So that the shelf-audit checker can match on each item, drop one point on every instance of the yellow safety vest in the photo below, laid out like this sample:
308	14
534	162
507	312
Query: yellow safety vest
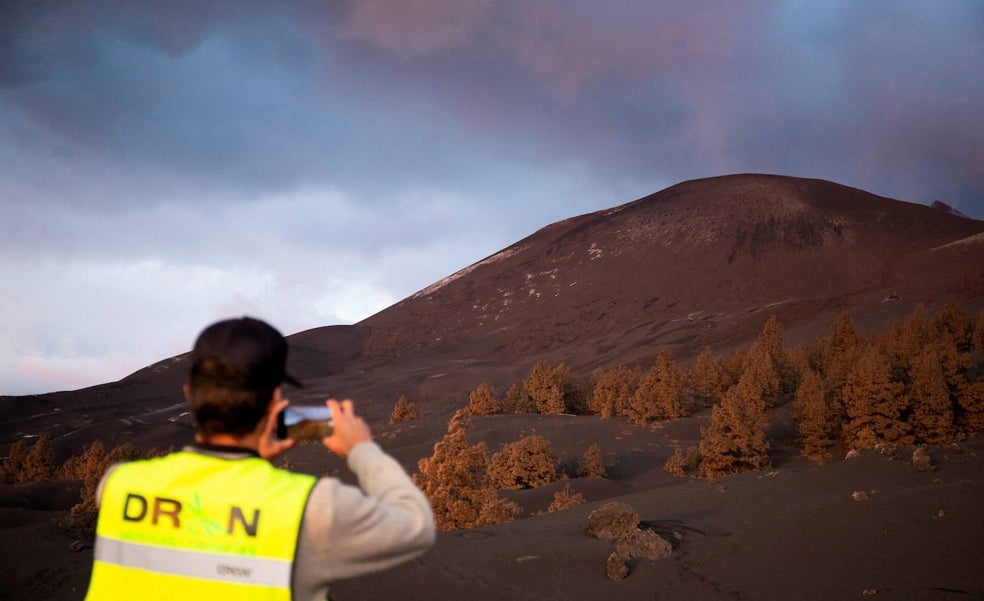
190	526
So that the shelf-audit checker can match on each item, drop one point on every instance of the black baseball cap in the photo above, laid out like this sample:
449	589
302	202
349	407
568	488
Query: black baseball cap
241	354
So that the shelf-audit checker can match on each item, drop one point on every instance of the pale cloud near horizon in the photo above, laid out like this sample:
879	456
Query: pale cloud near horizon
167	164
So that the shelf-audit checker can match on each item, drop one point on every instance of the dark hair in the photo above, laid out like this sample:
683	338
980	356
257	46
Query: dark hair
220	410
236	365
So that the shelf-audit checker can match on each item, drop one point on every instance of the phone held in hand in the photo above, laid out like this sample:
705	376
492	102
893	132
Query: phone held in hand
305	423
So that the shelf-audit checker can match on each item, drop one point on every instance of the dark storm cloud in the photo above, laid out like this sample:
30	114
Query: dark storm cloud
374	94
314	161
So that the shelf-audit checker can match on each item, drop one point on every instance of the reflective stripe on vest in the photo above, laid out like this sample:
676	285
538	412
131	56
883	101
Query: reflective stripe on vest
191	526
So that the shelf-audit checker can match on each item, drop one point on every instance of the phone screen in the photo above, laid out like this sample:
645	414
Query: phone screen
305	423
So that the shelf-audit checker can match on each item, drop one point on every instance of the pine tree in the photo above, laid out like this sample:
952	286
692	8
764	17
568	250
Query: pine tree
874	404
482	401
760	373
39	464
954	322
553	390
837	353
978	338
517	401
735	440
592	464
901	342
705	378
818	419
613	391
14	464
660	394
966	391
734	366
932	414
770	342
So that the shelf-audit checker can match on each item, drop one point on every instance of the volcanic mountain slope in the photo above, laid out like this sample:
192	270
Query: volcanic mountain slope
703	263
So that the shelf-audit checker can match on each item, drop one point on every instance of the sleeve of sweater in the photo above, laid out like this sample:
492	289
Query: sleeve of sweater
348	531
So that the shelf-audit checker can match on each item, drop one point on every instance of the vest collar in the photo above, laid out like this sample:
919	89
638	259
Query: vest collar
212	449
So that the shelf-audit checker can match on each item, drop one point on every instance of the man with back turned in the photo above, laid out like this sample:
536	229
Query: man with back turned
217	521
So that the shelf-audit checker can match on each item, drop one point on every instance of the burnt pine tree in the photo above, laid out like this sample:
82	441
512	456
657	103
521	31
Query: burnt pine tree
874	404
735	440
954	322
978	336
932	406
704	379
966	391
818	420
770	342
660	394
613	390
760	373
553	390
39	464
14	463
455	480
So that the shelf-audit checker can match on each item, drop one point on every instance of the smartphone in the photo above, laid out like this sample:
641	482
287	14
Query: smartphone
305	423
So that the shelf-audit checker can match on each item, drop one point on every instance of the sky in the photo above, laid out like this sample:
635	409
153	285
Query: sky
164	165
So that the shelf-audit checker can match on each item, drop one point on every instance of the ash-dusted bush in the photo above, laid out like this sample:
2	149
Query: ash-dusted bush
612	520
554	390
642	544
613	390
592	464
10	471
565	499
615	568
683	463
526	463
25	466
482	401
404	411
456	482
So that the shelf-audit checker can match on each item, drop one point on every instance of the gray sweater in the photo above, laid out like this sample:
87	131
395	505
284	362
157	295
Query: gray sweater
349	531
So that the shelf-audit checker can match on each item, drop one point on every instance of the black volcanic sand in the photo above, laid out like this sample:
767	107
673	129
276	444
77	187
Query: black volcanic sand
792	532
703	264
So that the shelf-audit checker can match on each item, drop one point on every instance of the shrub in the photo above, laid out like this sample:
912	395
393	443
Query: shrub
------------------------------------------------------------
Assigned task: From the data above, copy each line that has the string "shrub".

Task answer:
So that the shelf-audit checker can match on each item, drop one point on every instance of the shrub in the photo above, laid out like this sample:
Query: shrub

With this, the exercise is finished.